* **Task inputs**:
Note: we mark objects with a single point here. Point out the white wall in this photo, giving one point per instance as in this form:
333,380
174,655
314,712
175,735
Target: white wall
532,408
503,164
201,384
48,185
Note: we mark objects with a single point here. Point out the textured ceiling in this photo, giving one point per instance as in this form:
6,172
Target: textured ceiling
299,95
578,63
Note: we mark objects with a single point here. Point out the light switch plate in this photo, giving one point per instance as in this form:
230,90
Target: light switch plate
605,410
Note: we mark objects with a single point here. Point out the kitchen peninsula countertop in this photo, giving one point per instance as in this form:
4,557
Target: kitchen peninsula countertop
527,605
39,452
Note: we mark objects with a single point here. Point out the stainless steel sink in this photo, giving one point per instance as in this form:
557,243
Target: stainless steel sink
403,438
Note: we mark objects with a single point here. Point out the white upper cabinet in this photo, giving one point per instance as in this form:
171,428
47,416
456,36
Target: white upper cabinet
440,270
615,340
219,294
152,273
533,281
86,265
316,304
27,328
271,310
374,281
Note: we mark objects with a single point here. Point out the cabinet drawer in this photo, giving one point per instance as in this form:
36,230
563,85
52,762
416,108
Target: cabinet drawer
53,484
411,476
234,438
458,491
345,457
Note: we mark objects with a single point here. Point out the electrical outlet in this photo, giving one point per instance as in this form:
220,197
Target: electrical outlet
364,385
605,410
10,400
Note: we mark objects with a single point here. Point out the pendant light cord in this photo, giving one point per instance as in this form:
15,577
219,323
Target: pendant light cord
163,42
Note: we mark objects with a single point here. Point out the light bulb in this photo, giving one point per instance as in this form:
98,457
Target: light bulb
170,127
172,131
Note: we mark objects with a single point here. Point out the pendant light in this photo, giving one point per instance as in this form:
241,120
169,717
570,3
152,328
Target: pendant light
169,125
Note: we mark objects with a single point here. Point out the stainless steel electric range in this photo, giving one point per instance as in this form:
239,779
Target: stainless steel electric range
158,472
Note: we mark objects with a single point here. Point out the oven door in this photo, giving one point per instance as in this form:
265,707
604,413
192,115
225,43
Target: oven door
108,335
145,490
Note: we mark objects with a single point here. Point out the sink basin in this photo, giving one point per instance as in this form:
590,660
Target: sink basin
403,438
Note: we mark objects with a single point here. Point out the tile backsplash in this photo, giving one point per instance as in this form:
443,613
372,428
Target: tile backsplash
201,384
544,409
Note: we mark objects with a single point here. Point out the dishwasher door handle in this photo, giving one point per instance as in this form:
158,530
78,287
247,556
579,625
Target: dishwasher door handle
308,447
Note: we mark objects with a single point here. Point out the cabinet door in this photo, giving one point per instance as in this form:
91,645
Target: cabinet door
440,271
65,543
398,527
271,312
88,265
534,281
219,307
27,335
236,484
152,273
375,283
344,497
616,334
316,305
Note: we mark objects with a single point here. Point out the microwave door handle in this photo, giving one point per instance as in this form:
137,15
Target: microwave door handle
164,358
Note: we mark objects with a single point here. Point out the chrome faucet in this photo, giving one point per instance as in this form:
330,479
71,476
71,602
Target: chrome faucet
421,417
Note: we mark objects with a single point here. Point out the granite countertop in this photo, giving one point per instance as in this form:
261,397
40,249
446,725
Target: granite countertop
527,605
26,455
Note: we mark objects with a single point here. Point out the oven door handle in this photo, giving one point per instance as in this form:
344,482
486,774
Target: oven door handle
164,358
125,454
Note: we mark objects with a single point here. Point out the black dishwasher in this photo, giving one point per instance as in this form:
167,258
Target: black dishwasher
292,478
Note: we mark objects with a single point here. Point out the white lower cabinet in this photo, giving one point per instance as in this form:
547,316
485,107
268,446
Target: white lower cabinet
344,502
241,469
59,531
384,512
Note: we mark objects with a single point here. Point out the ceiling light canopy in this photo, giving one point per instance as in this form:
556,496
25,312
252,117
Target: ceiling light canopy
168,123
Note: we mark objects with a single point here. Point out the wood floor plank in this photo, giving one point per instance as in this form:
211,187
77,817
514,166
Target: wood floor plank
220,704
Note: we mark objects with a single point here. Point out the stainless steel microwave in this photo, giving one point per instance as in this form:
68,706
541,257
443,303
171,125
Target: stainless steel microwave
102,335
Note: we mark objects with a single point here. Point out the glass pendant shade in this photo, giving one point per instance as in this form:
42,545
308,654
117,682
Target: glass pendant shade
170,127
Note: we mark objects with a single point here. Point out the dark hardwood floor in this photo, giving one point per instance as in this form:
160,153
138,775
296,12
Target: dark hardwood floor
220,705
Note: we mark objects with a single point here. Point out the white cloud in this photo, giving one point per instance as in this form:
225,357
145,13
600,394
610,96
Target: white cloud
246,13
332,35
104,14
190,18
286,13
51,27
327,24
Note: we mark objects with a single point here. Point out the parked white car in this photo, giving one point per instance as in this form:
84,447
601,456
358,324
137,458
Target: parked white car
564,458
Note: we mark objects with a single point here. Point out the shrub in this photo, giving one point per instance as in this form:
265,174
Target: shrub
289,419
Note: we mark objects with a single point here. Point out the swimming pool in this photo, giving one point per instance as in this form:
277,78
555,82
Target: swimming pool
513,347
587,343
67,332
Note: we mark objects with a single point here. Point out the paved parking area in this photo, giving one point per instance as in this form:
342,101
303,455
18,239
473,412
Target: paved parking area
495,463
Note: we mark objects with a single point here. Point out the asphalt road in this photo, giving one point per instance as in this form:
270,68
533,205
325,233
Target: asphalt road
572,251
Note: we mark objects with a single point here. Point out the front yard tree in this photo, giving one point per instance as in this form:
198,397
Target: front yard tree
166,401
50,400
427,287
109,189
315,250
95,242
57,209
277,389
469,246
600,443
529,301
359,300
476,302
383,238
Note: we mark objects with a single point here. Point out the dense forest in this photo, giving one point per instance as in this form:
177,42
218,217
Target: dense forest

* **What is needed**:
Search the entries above for the string "dense". Copy each line that holds it.

* **Written reply**:
Note: we mark objects with a single point here. Point out the dense forest in this photo, giving one point per instance as in this form:
Target: dense forest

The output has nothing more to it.